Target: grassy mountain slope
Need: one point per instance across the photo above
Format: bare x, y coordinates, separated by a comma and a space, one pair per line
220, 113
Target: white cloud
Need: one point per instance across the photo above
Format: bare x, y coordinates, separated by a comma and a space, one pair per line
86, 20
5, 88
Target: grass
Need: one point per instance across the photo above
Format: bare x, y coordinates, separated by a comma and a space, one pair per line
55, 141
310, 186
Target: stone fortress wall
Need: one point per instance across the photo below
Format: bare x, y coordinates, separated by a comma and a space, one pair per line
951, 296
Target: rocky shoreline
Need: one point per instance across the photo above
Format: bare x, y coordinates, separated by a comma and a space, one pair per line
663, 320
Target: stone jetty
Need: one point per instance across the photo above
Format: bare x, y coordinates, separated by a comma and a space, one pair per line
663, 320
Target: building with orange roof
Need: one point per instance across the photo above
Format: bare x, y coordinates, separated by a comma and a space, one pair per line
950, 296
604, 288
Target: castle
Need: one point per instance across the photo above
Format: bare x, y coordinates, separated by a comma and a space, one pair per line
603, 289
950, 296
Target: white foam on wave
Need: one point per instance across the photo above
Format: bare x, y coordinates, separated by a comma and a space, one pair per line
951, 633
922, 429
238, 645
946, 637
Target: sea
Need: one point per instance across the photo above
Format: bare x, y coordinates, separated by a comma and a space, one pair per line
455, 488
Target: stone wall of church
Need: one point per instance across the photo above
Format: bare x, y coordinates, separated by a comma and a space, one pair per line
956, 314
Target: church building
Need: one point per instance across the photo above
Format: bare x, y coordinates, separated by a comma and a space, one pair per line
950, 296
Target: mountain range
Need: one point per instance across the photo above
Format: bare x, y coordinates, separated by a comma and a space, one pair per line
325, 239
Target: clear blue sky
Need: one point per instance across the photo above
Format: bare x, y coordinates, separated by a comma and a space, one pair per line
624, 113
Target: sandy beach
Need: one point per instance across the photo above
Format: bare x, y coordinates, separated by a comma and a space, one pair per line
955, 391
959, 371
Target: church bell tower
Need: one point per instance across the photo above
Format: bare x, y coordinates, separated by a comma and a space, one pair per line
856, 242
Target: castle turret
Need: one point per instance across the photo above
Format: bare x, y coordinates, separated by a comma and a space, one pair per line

= = = = = = =

Repeat, word for word, every line from the line that contains "Target: clear blue sky" to the end of the entries; include both of those lines and no others.

- **Written solution**:
Target: clear blue sky
Need: one point per instance across the photo above
Format: bare x, y coordinates, separated by a comma and a space, one pair per line
624, 113
Target: sandy beach
Need: one point per instance across the photo above
Format: bare x, y coordinates, separated by a comma and a space, one pair per line
955, 391
959, 371
Target: church bell tower
Need: one point per instance across the photo above
Format: bare x, y coordinates, separated by a comma and a space, one pair per line
856, 242
Target: castle turret
Need: one point per instance across the photo above
Format: bare x, y coordinates, separated by a comma and a space, one pair per line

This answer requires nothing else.